Start of TASK MATERIAL

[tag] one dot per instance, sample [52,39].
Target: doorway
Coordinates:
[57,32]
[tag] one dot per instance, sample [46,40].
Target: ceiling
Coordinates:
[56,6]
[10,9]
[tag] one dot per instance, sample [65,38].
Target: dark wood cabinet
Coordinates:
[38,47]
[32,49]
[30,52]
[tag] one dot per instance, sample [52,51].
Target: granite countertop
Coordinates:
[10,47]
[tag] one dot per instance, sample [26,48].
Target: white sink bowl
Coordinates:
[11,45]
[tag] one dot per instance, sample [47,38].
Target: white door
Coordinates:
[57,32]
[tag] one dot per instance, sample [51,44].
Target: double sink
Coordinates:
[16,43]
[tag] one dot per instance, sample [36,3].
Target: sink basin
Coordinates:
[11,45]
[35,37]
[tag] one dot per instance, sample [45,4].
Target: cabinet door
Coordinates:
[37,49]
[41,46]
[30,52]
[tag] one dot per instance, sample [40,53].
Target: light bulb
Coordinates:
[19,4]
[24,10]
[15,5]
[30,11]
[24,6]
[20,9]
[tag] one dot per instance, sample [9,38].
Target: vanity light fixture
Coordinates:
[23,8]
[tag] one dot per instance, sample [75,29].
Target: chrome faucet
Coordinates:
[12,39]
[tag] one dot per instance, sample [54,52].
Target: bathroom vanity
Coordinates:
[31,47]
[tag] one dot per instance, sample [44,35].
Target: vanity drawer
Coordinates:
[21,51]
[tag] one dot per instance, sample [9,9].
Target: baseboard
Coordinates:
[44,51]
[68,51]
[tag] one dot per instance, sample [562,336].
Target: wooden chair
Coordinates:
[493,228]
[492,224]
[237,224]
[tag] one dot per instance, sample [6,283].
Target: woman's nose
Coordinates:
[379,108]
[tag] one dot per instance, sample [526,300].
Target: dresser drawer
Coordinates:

End of TASK MATERIAL

_YOUR GOAL:_
Only the lines from the one with "[tag] one dot per instance, sample [6,283]." through the last line of the material above are to be duplicated, exactly and with both ends kept.

_RESPONSE FOR THIS EXERCISE:_
[tag] one dot per instance, sample [6,283].
Target: woman's nose
Coordinates:
[379,108]
[tag] one dot per instance, sample [526,300].
Target: dresser drawer
Coordinates:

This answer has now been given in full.